:: Data to process ::
_ _ _ _ _

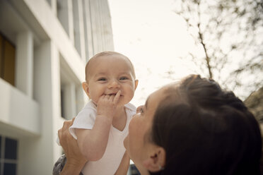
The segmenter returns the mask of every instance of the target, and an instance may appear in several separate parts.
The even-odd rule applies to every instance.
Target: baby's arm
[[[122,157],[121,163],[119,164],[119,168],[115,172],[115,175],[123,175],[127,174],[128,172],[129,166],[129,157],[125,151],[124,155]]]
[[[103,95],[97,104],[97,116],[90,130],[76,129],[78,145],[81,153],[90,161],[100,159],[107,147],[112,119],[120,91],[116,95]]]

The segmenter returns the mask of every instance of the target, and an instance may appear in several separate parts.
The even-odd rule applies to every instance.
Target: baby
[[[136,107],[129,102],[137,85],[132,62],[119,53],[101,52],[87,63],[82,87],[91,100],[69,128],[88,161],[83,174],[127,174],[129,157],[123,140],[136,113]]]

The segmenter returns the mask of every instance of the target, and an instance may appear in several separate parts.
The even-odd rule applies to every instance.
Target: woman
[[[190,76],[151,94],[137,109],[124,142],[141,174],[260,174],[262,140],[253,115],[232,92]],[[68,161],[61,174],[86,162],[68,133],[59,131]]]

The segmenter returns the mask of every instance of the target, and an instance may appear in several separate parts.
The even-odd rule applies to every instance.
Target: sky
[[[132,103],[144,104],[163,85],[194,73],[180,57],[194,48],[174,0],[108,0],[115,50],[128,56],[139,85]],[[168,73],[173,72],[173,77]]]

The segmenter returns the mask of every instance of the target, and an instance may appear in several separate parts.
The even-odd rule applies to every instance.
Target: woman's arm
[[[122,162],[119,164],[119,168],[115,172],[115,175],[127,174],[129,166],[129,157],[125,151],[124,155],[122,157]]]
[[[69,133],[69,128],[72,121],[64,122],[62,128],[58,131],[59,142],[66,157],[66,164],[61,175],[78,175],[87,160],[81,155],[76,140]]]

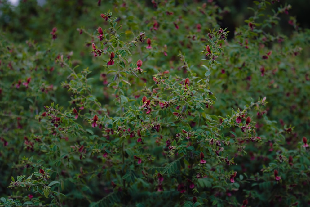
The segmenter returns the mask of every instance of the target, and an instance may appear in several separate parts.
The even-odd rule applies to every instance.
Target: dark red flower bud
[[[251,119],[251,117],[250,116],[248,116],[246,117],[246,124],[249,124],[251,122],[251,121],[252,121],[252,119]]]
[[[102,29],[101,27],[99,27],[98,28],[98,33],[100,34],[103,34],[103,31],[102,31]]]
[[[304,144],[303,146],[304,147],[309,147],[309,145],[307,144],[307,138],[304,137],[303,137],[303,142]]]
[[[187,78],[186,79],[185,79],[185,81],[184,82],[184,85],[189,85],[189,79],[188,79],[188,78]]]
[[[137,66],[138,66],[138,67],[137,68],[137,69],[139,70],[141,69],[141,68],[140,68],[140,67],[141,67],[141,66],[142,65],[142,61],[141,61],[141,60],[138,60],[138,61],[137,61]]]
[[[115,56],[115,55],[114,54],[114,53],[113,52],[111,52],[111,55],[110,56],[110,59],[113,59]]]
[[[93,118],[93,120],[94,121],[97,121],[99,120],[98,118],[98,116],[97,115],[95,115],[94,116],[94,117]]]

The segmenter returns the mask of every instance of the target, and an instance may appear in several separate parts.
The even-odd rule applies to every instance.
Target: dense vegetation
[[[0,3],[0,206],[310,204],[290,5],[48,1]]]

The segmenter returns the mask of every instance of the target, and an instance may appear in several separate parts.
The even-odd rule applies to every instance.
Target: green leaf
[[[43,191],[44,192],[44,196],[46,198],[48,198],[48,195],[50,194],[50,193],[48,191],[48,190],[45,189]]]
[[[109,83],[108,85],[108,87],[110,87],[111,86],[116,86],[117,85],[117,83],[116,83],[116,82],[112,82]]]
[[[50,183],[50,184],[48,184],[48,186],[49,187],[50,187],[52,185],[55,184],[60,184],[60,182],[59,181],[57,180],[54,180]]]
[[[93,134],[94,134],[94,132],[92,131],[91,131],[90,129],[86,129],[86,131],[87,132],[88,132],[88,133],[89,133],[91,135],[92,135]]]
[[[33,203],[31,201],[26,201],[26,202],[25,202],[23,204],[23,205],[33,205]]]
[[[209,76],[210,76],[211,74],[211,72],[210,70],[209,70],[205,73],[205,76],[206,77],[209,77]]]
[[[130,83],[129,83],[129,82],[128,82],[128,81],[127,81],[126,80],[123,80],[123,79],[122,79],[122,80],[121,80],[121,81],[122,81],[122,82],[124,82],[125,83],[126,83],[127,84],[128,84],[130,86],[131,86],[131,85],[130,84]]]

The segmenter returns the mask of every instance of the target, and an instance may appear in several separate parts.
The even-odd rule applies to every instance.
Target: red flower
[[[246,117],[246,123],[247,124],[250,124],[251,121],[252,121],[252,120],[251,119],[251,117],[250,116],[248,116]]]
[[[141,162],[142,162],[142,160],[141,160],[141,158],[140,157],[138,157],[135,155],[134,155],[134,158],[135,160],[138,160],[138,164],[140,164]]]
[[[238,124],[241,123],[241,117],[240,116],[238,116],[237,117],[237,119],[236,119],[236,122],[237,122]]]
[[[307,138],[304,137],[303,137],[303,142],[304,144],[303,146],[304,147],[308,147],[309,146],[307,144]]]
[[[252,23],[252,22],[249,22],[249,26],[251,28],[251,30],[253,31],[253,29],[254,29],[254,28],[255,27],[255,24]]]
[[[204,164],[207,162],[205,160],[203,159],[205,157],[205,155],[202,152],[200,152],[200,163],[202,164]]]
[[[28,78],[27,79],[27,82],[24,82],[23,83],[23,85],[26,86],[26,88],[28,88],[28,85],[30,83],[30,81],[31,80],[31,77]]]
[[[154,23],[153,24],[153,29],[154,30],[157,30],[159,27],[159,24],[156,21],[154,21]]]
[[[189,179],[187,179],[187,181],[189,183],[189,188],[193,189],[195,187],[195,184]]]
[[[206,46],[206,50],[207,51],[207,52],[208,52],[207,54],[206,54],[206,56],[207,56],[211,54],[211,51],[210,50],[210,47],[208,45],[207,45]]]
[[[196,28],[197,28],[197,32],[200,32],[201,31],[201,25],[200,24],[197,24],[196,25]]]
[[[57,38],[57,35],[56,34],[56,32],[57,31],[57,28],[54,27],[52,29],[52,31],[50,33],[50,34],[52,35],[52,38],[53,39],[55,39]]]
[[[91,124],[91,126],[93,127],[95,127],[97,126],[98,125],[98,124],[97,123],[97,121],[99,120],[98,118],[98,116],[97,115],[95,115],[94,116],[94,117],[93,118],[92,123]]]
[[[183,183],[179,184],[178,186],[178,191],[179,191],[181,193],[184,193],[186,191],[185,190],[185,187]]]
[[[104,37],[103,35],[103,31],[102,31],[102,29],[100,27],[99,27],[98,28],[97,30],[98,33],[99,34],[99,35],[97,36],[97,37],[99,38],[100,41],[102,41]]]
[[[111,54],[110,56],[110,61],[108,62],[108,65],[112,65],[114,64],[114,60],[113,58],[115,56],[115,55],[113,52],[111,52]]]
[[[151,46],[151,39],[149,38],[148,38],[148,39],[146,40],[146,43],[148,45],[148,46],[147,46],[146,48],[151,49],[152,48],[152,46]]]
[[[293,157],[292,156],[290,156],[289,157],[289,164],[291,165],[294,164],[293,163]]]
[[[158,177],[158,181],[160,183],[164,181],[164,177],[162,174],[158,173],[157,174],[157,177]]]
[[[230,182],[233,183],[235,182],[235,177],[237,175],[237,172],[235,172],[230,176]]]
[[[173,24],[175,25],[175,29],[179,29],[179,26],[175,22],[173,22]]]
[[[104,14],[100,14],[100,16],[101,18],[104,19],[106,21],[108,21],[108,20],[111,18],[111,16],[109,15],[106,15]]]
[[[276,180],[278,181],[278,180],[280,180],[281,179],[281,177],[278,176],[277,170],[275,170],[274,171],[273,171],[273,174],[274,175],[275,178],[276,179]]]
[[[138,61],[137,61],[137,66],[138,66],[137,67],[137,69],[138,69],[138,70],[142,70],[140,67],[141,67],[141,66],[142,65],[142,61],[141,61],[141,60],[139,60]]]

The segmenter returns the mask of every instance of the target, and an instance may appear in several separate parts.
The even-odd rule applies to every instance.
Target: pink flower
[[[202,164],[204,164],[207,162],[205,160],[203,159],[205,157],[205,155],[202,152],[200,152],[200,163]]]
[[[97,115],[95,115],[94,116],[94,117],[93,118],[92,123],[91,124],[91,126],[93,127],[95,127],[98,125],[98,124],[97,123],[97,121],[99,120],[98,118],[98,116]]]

_ _ _ _ _

:: Work to be completed ::
Reproduce the data from its beginning through the line containing "Target: baby's arm", substituting "annotator" for "segmenter" and leaving everything else unchanged. Omit the pictures from your answer.

:: Response to this task ::
The annotator returns the mask of every instance of the target, and an instance may appear in several separate parts.
The even-odd rule applies to every instance.
Target: baby's arm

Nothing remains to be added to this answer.